## TO DO
Everything from the line containing "Target: man's knee" to the final line of the records below should be given again exactly, and nothing else.

(Point annotation dataset records)
........
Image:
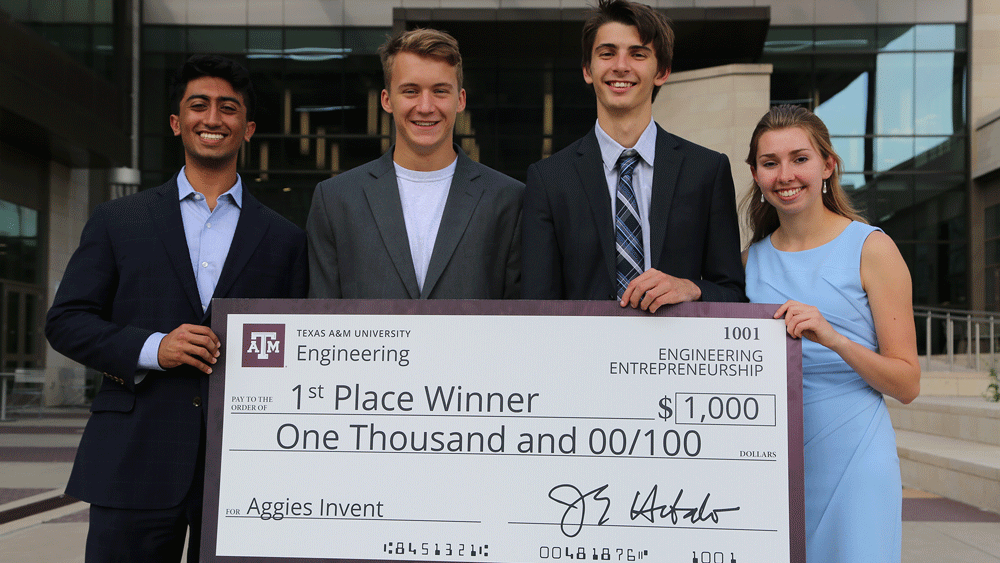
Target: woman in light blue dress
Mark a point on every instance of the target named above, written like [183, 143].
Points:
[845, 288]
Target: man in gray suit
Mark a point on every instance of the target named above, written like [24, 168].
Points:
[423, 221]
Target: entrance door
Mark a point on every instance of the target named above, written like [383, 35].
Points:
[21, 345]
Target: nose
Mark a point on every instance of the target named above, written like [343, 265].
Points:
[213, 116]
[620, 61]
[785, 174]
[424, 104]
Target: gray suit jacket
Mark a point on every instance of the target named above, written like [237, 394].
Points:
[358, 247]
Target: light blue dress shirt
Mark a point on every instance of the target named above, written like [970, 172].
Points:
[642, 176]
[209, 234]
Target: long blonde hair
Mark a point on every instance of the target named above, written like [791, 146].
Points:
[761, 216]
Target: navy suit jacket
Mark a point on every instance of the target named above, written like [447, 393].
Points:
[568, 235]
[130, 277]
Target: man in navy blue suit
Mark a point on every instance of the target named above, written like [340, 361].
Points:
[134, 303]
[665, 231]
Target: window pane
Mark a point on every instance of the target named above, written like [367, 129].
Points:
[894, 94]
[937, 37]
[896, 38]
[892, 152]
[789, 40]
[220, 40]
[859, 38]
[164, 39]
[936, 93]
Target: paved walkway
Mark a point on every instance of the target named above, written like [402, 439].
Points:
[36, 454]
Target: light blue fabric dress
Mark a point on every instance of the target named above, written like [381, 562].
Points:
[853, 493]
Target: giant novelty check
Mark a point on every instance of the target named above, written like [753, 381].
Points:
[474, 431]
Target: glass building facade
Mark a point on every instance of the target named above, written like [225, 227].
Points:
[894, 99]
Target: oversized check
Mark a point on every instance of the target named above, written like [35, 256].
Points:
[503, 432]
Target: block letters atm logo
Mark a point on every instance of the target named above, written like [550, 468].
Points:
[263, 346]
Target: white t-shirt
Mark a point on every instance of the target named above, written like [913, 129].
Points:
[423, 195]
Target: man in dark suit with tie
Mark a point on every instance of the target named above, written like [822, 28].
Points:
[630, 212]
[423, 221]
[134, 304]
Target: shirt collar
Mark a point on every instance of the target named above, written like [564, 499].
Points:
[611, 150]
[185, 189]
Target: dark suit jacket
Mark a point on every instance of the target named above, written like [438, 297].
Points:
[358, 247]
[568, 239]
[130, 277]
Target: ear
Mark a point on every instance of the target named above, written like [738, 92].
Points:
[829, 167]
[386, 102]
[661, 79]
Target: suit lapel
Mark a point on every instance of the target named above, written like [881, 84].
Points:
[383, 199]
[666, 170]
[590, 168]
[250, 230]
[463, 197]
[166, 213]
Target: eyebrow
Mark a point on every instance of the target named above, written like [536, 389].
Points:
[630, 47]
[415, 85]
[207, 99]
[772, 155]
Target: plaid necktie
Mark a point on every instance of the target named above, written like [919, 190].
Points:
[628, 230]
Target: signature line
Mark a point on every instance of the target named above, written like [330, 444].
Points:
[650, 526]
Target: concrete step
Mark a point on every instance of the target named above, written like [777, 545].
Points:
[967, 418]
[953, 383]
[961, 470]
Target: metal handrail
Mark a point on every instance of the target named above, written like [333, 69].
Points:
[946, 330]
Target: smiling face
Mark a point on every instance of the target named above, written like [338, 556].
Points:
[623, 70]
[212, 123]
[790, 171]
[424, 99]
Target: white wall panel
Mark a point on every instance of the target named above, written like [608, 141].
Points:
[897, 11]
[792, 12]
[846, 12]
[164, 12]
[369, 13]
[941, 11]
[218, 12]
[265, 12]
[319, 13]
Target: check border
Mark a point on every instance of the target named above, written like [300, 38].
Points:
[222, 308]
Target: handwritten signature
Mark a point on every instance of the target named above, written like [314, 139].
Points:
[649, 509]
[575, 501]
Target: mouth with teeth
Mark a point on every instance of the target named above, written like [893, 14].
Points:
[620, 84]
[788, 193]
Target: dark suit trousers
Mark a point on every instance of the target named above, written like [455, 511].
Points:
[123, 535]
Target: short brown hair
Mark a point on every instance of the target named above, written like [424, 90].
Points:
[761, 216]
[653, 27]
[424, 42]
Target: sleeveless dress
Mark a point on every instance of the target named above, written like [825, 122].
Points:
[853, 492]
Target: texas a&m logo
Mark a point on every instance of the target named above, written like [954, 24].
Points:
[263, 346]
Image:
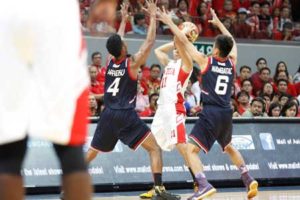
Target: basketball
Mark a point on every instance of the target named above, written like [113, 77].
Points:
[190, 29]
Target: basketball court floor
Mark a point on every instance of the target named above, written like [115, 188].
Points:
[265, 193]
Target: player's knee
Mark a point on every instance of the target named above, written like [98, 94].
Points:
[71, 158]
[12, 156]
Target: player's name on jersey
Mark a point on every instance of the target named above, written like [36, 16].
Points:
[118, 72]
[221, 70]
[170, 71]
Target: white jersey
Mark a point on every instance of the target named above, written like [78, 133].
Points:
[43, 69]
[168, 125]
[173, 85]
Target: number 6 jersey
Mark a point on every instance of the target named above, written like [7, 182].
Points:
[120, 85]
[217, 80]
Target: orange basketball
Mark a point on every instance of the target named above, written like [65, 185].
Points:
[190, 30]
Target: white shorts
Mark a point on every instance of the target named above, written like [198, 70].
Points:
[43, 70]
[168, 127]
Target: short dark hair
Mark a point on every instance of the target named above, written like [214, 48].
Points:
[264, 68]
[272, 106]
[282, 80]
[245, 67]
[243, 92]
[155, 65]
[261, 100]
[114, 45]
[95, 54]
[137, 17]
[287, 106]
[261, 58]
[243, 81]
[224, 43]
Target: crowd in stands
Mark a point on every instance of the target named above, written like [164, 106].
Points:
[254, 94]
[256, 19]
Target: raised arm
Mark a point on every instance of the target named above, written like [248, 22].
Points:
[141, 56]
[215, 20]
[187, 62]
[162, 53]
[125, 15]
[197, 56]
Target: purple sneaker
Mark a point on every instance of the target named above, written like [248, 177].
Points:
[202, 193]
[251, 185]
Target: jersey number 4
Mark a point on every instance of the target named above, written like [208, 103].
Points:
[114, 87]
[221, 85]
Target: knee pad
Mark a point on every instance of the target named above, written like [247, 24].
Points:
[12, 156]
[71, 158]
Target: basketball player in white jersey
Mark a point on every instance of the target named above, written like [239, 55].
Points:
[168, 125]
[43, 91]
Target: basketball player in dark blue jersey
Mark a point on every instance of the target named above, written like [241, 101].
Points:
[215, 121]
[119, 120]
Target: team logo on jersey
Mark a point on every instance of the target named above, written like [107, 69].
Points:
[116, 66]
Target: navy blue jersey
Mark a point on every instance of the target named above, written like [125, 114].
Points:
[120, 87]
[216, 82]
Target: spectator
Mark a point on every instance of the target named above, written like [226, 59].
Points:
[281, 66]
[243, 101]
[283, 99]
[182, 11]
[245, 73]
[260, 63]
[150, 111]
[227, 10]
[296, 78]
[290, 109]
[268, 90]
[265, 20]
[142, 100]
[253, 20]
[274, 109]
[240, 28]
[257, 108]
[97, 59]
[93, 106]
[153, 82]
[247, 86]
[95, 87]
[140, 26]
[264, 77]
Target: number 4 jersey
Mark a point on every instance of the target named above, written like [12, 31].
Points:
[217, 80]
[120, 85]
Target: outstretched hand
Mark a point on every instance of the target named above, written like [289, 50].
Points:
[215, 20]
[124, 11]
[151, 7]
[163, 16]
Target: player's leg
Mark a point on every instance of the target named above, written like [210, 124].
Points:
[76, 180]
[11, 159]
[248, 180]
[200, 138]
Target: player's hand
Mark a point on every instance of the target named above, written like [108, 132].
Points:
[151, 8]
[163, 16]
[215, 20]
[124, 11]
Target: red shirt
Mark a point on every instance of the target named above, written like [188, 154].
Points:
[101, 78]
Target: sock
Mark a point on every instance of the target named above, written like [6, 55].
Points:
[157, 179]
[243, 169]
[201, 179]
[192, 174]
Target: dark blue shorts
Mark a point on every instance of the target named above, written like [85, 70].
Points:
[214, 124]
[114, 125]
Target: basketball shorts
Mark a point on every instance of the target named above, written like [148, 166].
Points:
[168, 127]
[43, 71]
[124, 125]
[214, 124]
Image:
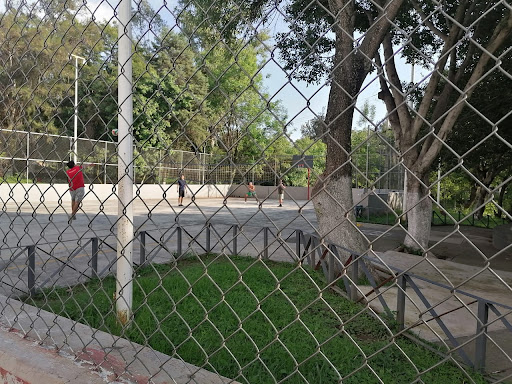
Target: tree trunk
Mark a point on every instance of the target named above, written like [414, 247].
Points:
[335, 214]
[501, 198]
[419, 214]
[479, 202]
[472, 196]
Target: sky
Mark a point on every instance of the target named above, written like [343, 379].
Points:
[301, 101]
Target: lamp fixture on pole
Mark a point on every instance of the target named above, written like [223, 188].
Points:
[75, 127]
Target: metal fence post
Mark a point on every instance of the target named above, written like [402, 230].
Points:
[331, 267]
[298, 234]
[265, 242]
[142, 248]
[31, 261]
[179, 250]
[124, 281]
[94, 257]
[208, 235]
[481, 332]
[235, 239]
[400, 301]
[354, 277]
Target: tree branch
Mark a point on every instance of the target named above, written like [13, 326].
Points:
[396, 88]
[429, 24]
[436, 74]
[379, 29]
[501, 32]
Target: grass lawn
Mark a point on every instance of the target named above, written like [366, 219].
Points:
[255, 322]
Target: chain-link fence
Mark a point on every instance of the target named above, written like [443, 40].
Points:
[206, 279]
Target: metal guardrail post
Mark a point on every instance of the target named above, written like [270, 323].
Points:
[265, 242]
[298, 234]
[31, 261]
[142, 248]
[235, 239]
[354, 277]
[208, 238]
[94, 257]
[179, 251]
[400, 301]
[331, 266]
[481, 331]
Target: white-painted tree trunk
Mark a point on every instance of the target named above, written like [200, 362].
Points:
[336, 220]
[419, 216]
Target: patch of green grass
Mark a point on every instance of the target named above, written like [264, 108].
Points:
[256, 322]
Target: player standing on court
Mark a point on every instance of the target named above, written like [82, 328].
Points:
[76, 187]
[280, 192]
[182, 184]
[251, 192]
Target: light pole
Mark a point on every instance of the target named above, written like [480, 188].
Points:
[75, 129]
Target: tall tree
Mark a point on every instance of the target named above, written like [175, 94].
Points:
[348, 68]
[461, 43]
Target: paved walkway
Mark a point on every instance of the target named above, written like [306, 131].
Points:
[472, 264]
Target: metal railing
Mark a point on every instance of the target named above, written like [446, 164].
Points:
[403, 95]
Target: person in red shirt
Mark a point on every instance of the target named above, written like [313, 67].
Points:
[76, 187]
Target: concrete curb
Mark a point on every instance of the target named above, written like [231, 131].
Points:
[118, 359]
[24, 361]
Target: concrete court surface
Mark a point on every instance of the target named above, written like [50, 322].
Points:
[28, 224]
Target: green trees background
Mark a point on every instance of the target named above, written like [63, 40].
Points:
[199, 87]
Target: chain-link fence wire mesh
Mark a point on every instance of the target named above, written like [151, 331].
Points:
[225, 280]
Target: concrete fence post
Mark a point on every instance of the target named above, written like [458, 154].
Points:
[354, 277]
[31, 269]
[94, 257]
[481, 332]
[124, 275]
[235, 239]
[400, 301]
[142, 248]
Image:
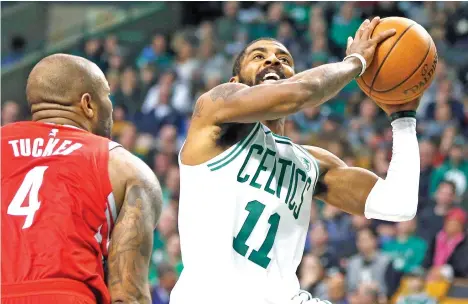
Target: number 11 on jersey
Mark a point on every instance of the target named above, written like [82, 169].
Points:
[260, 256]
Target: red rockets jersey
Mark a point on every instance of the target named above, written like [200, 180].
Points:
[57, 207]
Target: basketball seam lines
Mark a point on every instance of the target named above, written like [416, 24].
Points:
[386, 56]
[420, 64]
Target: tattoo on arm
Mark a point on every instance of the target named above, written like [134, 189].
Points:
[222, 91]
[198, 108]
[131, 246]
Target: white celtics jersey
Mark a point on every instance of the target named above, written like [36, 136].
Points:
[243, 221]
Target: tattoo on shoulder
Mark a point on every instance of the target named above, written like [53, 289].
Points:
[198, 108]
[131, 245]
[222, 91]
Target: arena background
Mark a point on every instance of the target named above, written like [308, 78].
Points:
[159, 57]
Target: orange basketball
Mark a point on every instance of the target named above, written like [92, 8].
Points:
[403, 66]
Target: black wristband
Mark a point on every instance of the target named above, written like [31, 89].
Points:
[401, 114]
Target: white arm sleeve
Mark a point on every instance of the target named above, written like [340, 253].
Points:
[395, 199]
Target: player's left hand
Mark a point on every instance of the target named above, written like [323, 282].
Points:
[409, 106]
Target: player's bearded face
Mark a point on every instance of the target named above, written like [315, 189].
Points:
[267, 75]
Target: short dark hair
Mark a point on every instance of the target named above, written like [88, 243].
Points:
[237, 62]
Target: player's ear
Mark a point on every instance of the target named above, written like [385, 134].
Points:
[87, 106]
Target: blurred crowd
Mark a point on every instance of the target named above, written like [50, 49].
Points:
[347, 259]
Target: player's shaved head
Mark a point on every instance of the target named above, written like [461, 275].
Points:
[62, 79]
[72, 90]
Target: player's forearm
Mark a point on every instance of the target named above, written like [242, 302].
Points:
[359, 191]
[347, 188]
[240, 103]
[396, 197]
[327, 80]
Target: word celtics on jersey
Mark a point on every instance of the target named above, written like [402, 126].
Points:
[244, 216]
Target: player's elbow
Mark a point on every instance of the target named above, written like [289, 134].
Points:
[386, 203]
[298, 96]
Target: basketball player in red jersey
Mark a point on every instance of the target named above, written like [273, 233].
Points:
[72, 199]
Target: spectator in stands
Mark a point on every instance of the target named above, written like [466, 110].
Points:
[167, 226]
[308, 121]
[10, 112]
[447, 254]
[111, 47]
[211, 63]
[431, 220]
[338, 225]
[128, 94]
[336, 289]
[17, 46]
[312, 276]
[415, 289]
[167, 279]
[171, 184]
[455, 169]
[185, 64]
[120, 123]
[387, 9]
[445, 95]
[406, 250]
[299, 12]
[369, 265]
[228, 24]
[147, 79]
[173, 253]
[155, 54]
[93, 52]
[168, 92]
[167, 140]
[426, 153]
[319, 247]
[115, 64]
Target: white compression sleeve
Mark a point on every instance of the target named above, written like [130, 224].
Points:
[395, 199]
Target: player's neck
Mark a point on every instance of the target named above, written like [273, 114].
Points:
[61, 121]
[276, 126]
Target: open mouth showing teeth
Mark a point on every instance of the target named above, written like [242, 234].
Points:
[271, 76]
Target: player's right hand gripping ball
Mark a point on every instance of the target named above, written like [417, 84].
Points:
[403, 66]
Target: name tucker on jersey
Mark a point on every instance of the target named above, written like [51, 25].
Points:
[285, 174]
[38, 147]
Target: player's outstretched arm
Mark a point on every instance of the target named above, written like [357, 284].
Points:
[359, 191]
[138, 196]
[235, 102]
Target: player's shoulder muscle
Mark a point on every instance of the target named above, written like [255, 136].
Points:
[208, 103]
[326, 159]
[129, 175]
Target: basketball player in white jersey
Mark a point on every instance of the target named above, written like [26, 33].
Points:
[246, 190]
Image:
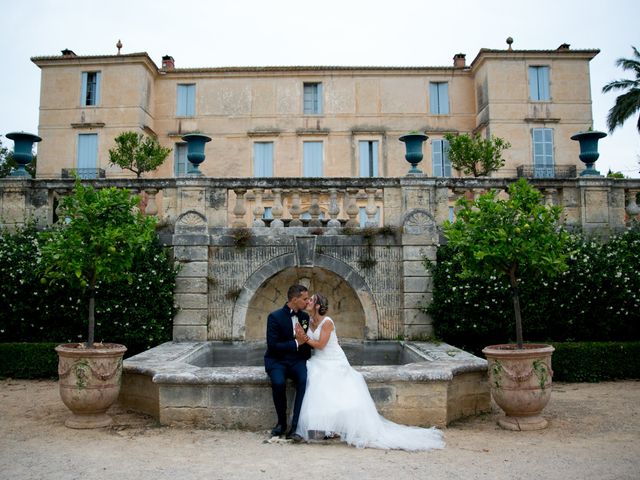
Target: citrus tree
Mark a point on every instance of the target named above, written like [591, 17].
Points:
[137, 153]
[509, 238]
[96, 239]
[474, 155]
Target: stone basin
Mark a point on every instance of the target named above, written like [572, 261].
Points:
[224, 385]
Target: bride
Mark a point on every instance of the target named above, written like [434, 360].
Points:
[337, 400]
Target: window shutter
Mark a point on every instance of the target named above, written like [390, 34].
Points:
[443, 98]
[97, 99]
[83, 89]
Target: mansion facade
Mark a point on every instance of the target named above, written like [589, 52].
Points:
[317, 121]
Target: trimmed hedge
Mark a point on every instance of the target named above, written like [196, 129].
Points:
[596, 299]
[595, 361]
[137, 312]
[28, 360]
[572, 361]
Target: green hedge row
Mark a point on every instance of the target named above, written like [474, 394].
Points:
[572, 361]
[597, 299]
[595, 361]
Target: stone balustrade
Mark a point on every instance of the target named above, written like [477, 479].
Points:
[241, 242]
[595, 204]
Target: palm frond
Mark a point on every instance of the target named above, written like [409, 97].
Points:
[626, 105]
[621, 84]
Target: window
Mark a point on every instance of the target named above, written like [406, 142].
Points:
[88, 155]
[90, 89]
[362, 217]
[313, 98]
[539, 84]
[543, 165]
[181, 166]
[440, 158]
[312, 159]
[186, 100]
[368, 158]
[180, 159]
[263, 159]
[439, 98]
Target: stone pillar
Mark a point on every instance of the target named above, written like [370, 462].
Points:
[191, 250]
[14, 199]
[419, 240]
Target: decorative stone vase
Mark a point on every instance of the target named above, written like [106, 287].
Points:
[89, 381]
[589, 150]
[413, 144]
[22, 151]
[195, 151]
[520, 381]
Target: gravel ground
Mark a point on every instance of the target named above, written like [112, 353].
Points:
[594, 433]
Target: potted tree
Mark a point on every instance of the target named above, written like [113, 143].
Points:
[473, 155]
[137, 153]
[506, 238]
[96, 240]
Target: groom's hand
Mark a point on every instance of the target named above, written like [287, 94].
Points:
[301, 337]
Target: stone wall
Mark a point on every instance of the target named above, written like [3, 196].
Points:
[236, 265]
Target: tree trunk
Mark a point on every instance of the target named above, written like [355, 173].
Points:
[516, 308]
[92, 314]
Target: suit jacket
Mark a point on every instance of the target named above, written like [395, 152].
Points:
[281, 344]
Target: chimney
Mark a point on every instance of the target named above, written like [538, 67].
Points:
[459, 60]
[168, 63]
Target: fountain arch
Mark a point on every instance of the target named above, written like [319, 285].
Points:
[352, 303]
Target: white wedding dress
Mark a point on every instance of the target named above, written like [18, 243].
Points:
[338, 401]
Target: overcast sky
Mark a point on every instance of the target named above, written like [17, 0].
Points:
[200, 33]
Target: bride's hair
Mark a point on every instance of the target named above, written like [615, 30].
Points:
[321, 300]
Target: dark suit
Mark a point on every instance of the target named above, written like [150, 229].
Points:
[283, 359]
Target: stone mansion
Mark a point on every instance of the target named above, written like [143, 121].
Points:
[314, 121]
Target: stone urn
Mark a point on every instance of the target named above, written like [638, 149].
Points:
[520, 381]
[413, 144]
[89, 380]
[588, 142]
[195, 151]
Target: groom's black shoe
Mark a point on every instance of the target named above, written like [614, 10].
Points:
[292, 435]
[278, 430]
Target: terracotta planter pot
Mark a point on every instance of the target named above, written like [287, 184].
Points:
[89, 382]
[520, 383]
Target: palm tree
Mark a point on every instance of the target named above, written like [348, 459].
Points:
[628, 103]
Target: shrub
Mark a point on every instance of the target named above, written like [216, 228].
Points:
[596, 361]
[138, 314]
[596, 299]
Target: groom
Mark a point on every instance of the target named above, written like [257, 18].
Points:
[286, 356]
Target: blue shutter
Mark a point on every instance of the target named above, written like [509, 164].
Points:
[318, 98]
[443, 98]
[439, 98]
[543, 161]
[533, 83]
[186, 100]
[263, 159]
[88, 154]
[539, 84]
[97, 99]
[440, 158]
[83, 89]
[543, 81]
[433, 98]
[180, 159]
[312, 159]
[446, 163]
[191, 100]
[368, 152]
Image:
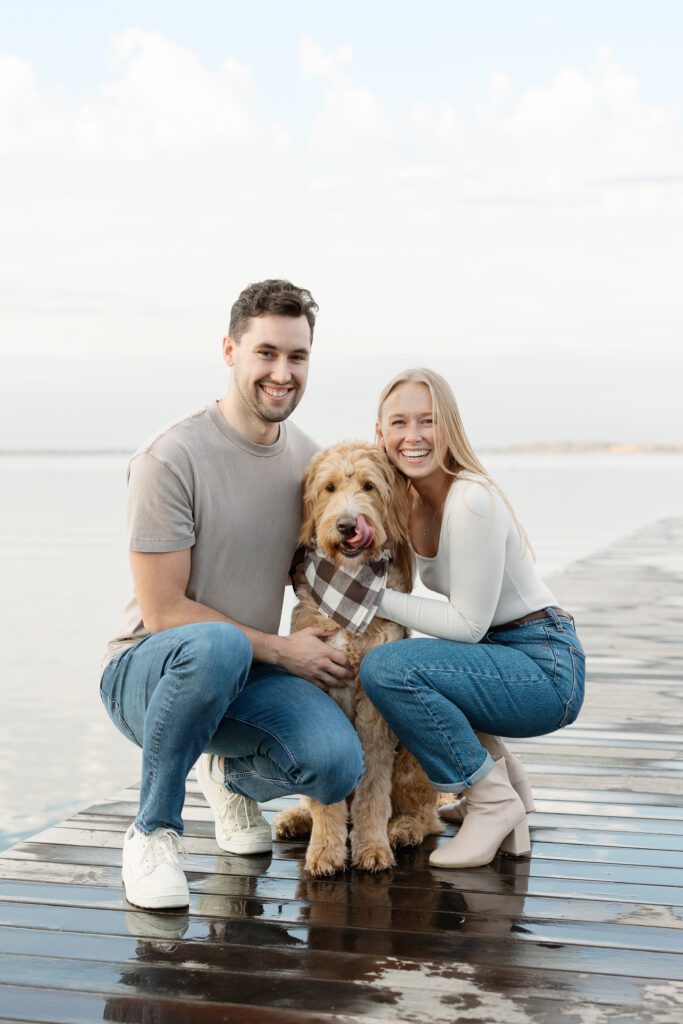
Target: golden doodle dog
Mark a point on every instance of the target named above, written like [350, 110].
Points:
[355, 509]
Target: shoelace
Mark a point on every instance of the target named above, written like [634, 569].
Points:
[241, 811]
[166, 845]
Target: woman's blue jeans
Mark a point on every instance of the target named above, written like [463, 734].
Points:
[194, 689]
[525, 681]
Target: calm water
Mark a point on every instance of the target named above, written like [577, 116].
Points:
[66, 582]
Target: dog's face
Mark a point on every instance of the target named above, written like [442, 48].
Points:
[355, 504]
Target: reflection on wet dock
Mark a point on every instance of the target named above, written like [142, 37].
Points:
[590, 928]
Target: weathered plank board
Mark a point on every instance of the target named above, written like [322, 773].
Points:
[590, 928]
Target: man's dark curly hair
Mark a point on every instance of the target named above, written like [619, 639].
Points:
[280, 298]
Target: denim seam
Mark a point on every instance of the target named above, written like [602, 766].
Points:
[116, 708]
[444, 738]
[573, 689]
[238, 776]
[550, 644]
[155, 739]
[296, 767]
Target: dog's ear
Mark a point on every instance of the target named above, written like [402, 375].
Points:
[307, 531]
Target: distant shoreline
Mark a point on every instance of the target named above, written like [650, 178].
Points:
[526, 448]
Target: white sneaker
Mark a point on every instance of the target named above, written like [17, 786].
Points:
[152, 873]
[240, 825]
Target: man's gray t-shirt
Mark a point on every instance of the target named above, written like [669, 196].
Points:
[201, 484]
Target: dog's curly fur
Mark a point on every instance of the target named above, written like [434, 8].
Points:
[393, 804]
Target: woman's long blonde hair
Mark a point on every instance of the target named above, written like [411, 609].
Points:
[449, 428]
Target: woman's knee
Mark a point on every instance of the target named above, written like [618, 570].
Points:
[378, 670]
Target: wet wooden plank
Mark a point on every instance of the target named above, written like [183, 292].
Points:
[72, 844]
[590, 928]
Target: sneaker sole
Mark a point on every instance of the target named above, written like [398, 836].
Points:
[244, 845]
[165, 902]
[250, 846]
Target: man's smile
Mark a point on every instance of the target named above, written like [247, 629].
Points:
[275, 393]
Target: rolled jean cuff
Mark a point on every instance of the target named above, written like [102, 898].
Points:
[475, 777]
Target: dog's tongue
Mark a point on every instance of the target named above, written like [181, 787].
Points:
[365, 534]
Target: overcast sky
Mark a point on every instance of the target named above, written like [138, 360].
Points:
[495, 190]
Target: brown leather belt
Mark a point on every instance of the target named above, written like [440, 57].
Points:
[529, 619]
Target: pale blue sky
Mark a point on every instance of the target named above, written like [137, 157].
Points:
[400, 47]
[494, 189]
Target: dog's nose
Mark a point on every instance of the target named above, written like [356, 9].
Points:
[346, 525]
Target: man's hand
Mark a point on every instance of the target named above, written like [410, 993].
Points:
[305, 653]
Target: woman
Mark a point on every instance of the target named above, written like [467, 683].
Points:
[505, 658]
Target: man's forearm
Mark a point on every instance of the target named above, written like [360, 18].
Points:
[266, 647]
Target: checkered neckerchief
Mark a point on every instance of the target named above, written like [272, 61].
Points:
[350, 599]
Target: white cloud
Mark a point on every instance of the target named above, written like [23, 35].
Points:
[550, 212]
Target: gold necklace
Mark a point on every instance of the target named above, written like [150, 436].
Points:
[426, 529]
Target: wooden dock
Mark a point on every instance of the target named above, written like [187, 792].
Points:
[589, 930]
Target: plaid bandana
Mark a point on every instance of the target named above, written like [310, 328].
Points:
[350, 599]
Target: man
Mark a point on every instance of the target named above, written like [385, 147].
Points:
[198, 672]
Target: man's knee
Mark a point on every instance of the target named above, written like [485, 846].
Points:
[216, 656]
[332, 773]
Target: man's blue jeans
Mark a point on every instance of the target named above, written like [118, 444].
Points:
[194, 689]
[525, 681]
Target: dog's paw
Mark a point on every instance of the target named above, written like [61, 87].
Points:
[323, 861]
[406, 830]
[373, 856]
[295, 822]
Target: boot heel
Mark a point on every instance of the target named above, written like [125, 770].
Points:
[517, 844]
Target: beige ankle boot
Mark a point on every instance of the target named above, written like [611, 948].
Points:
........
## RESPONSE TO THE EXERCISE
Target: man's knee
Mark a point on every instance of the target named above, written like [485, 846].
Points:
[216, 656]
[332, 773]
Target: man's blue jeans
Mark a point on every instance of the target named above, written like [118, 444].
Points:
[194, 689]
[525, 681]
Target: dog's paw
Mark a point on every instance of the target named above, written like [61, 87].
Points:
[323, 861]
[406, 830]
[373, 856]
[295, 822]
Target: boot heel
Mark a point on every instance of the target named above, written like [125, 770].
Points:
[517, 844]
Target: beige ankle boot
Mark a point on every instance of the target named above, written like [611, 948].
Points:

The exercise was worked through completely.